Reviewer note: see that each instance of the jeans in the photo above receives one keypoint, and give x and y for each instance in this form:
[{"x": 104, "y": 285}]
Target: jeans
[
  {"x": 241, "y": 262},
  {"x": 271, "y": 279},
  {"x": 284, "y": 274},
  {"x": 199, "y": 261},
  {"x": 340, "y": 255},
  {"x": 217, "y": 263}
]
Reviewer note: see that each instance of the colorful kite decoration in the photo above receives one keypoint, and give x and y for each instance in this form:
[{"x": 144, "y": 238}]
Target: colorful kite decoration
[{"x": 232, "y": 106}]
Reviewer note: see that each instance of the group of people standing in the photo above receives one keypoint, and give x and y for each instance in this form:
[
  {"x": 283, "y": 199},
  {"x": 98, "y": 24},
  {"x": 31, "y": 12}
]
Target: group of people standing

━━━

What you are asked to do – Write out the listing once more, matching it exactly.

Response –
Reviewer note: see that each instance of the jeans in the photo above receives one keypoint, and give x and y for each instance in this form:
[{"x": 104, "y": 285}]
Target: jeans
[
  {"x": 241, "y": 262},
  {"x": 271, "y": 279},
  {"x": 284, "y": 274},
  {"x": 199, "y": 261},
  {"x": 340, "y": 255},
  {"x": 217, "y": 263}
]
Reviewer note: see that each instance of the colorful kite decoration in the photo above receives one keypoint, and give x and y for each instance in this form:
[{"x": 144, "y": 238}]
Target: colorful kite decoration
[{"x": 232, "y": 106}]
Reviewer note: see that each instance of the group of people standing in the photo above receives one keypoint, and give x and y for each instance in this form:
[
  {"x": 283, "y": 199},
  {"x": 98, "y": 24},
  {"x": 31, "y": 12}
]
Target: group of people standing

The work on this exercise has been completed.